***** Reading text *****
Born 22nd April, 1909 (Turin, Italy)
An Italian scientist, Rita Levi-Montalcini helped discover the chemical tools the body uses to direct cell growth and build nerves. This knowledge underpins current investigation into how these processes go wrong in diseases like dementia and cancer.
Family Rita Levi-Montalcini was the daughter of a wealthy Italian Jewish family. Her father, Adamo Levi, was an electrical engineer and mathematician and her mother, Adele Montalcini, was a painter. Together with her identical twin sister, Levi-Montalcini was the youngest of four children. During the Second World War, Levi-Montalcini and her family were forced to abandon Turin with the invasion of Italy by the German army. They fled first to Piemonte and then to Florence where they lived underground until the end of the war. Seeing her mother play second-fiddle to her father and the subordination of many women around her, Levi-Montalcini made the decision early in life never to marry or have children. In her twenties she decided to pursue a life in medical research after seeing a close family friend die from stomach cancer.
Education Brought up by a father who believed that a professional career interfered with the duties of a wife and mother, Rita Levi-Montalcini was initially discouraged from going to university. Eventually, however, at the age of 20 Levi-Montalcini persuaded her father to let her attend medical school at the University of Turin. While at the university Levi-Montalcini was taught by the neurohistologist Giuseppe Levi who awakened her interest to study the developing nervous system. Two of her contemporaries at university were Salvador Luria and Renato Dulbecco, both of whom would go on to receive the Nobel Prize in Physiology or Medicine. Rita graduated in 1936 with a summa cum laude degree in Medicine and Surgery and then enrolled in a three year specialisation in neurology and psychiatry. Her studies, however, were cut short when, in 1938, Mussolini issued his Manifesto of Race which barred non-Aryan Italian citizens from academic and professional careers. This promoted her to go to Belgian where she was a guest at a neurological institute in Brussels until the German invasion in the spring of 1940.
Career Levi-Montalcini worked briefly as an assistant to the histologist Giuseppe Levi who taught her the technique of silver-staining nerve cells to that they could be seen more clearly under the microscope. Once banned by Mussolini's laws from working in academia, Levi-Montalcini set up a makeshift laboratory in her bedroom where, using scalpels constructed from sewing needles, she conducted experiments with chicken embryos to understand how embyonic nerves grow into a fully developed nervous system. This work was inspired by an article she read by the American embryologist Viktor Hamburger which suggested that limb buds produce an attractive chemical signal. She was assisted in this work by Giuseppe Levi. Towards the end of the War she worked briefly as a volunteer physician for the Allied armies, treating cases of typhoid and other infectious diseases in refugee camps. After the war ended, Levi-Montalcini took up an academic position at the University of Turin and then in 1946 moved to Washington University in St Louis to take up a research position under the supervision of Hamburger. Levi-Montalcini remained at Washington University for thirty years. In 1962 she established a research unit in Rome, dividing her time between there and St Louis. Between 1961 and 1969 Levi-Montalcini directed the Research Center of Neurobiology and the Laboratory of Cellular Biology between 1969 and 1979. In 2002 Levi-Montalcini founded the European Brain Research Institute.
***** Data listing *****
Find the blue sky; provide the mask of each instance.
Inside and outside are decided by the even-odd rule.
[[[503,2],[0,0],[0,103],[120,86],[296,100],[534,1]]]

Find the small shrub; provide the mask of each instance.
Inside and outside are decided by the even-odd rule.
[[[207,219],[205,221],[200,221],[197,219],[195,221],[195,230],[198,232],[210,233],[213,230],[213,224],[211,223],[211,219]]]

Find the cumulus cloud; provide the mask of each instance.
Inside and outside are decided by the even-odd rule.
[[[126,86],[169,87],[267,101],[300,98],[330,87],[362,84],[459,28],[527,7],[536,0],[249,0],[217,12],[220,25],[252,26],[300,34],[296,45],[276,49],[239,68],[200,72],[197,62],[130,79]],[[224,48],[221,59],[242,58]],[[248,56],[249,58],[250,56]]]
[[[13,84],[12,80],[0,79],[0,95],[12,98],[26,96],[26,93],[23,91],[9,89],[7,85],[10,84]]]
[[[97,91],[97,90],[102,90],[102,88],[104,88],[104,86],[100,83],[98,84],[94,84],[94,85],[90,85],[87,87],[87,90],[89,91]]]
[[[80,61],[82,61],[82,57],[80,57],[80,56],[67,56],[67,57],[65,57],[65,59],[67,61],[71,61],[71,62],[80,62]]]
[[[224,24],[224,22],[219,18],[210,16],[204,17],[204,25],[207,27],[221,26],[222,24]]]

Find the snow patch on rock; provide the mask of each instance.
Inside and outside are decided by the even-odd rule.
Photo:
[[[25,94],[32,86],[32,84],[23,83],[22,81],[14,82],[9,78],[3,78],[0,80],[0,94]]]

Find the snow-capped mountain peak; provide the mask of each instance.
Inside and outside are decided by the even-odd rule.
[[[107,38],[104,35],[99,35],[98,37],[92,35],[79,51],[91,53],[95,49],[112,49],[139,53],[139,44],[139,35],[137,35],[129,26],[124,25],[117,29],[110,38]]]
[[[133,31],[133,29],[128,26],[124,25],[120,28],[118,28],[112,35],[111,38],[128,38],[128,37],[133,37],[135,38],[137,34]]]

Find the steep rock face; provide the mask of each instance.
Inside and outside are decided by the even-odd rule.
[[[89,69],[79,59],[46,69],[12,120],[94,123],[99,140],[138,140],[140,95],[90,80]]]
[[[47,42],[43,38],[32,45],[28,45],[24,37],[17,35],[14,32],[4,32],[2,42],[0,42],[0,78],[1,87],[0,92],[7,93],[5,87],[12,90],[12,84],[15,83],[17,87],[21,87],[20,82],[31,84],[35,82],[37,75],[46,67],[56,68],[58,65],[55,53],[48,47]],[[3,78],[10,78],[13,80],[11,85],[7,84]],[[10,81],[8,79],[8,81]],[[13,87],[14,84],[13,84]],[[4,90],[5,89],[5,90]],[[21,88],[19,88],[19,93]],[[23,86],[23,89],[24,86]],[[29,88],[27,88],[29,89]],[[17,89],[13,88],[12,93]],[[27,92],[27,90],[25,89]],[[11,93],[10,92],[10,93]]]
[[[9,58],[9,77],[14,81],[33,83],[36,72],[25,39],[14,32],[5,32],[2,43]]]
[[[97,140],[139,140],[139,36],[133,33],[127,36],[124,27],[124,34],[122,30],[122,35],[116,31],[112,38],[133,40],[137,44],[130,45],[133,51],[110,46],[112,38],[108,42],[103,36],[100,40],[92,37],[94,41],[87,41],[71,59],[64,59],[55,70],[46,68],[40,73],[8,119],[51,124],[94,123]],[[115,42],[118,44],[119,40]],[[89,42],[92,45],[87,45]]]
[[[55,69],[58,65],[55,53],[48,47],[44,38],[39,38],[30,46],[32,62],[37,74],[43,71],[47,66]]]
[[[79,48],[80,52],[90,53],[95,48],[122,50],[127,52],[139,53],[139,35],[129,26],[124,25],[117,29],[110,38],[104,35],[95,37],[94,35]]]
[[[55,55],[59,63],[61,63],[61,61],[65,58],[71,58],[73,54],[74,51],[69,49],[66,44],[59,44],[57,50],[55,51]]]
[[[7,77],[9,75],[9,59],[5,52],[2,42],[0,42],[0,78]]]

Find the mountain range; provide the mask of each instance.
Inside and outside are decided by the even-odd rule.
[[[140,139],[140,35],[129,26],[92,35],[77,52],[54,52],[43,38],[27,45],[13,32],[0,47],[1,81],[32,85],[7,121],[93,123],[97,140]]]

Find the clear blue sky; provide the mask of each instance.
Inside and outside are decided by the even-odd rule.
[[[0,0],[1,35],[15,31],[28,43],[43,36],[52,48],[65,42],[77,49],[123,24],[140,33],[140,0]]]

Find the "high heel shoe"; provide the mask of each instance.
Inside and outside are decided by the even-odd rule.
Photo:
*****
■ **Required action 1**
Besides Rita Levi-Montalcini herself, list every person named in the biography of Rita Levi-Montalcini.
■ **Required action 2**
According to the Levi-Montalcini biography, in what year did she move to Washington University in St Louis?
■ **Required action 3**
Please copy out the passage of the Levi-Montalcini biography between "Family Rita Levi-Montalcini" and "from stomach cancer.", inclusive.

■ **Output 1**
Adamo Levi
Adele Montalcini
Giuseppe Levi
Salvador Luria
Renato Dulbecco
Mussolini
Viktor Hamburger

■ **Output 2**
1946

■ **Output 3**
Family Rita Levi-Montalcini was the daughter of a wealthy Italian Jewish family. Her father, Adamo Levi, was an electrical engineer and mathematician and her mother, Adele Montalcini, was a painter. Together with her identical twin sister, Levi-Montalcini was the youngest of four children. During the Second World War, Levi-Montalcini and her family were forced to abandon Turin with the invasion of Italy by the German army. They fled first to Piemonte and then to Florence where they lived underground until the end of the war. Seeing her mother play second-fiddle to her father and the subordination of many women around her, Levi-Montalcini made the decision early in life never to marry or have children. In her twenties she decided to pursue a life in medical research after seeing a close family friend die from stomach cancer.